*** Supplied information ***
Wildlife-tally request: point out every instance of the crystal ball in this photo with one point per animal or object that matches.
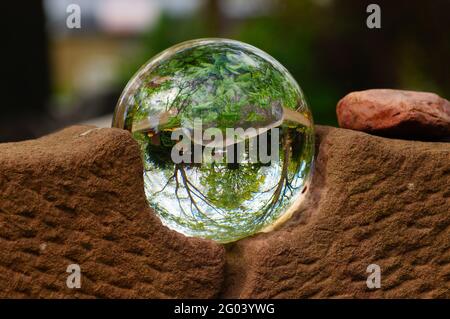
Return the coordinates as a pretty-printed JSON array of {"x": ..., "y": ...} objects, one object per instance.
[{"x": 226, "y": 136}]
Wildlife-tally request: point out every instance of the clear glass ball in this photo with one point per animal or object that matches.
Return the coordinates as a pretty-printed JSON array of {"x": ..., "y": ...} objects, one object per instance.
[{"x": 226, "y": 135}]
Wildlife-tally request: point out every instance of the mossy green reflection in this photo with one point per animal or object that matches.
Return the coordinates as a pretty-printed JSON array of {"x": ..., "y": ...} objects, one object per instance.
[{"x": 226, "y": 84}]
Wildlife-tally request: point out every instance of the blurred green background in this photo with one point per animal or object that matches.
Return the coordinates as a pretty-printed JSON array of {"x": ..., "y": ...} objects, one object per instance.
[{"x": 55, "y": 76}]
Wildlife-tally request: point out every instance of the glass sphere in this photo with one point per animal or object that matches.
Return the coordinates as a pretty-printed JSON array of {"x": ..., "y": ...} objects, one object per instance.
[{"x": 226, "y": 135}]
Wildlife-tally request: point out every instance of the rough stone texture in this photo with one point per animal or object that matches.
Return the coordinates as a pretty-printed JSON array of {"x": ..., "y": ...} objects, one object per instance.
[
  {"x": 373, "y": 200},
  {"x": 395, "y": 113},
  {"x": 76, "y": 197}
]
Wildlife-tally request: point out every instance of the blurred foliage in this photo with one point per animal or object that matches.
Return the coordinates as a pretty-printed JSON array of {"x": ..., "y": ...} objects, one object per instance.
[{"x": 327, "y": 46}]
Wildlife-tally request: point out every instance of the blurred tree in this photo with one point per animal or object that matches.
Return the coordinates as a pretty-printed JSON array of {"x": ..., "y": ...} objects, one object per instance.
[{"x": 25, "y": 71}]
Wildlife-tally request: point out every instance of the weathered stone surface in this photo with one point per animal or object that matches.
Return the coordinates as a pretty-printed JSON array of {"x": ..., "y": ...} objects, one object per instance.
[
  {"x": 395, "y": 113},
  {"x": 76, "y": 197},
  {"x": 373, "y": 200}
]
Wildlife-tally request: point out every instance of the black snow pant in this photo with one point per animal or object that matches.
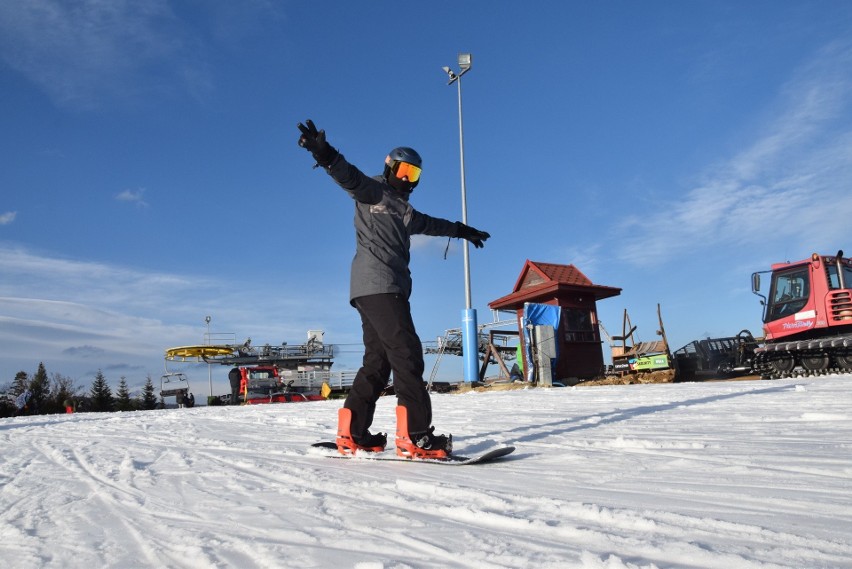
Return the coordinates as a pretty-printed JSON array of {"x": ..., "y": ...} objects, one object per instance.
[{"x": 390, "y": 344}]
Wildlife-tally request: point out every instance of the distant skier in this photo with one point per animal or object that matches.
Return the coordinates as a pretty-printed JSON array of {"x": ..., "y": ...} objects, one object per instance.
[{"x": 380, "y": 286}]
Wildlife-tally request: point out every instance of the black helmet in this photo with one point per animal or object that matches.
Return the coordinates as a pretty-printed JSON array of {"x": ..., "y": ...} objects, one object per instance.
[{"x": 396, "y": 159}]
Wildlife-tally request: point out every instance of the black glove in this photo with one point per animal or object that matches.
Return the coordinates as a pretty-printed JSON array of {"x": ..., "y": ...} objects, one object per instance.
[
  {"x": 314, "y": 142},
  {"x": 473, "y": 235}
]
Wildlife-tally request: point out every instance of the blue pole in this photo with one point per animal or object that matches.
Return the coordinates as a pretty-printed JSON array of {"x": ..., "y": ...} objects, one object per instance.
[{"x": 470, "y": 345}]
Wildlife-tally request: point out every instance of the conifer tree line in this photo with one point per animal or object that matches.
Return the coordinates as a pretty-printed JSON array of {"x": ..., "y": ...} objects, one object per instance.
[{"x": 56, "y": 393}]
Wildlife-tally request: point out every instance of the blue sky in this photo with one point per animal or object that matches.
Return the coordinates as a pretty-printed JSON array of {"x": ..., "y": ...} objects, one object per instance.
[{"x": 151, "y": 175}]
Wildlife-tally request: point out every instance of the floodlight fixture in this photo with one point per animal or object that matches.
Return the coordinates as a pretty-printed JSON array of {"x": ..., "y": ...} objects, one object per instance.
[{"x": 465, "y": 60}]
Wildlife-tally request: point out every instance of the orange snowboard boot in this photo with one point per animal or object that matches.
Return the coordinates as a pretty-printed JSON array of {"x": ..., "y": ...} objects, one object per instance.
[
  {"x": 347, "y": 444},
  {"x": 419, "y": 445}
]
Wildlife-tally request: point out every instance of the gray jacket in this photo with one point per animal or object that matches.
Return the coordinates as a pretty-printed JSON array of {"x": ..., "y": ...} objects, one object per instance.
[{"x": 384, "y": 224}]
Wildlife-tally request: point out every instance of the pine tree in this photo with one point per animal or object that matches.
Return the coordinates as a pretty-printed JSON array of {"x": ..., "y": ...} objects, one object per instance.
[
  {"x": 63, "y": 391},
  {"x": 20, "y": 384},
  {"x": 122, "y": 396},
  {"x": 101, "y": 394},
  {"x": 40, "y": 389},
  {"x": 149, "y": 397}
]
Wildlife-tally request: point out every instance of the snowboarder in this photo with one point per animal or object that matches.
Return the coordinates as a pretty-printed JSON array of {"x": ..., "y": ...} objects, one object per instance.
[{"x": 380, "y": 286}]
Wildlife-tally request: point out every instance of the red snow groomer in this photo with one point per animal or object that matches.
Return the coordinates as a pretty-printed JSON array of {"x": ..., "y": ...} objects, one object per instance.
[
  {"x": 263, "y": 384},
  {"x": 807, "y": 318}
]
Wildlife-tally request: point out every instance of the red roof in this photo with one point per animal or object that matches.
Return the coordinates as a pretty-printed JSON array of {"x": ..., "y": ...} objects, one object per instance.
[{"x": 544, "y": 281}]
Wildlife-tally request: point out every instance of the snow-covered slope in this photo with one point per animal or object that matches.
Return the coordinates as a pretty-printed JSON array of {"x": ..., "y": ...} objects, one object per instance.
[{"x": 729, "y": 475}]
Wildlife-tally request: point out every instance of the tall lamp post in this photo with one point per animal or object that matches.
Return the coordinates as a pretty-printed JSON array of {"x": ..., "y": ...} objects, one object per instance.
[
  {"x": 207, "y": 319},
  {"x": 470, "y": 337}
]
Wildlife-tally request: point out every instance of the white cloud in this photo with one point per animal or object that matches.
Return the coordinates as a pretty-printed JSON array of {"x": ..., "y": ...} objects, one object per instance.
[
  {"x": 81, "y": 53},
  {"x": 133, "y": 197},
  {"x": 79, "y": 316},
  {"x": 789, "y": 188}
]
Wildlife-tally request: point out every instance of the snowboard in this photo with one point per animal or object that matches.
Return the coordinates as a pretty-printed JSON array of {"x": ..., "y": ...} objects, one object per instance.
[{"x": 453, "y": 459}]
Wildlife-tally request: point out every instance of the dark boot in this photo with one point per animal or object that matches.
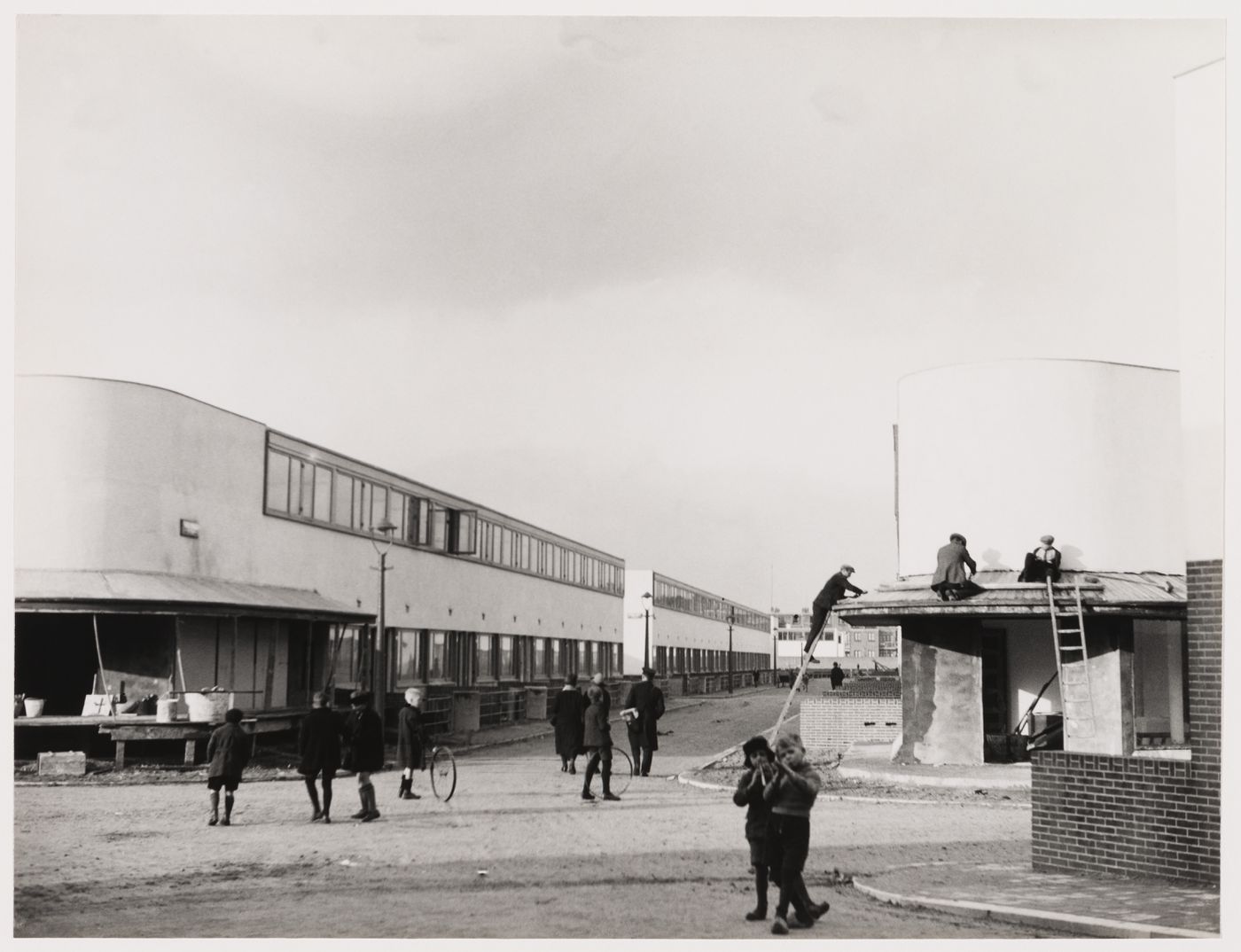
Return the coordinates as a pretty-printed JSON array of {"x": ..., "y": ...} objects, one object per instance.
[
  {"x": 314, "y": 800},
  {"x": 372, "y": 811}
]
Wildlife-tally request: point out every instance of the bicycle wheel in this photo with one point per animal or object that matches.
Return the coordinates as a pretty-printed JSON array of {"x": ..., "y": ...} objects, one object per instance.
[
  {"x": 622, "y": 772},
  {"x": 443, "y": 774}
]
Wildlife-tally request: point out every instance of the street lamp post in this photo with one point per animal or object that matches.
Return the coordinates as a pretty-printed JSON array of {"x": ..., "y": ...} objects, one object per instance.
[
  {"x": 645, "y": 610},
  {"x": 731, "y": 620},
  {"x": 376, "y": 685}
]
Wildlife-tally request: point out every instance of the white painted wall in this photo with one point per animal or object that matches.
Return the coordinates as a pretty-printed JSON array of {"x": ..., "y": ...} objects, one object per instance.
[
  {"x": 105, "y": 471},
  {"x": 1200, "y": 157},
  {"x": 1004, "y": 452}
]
*** End of Supplied information ***
Your goal
Pull every line containing "boot" out of the material and copy it.

Exercise result
Wildlife-tally request: point out every instance of the orange snowboard boot in this photo with one point per animal or object that matches.
Wildlife-tally request: point out every instance of the dark boot in this photo with one point per animal or object that matches.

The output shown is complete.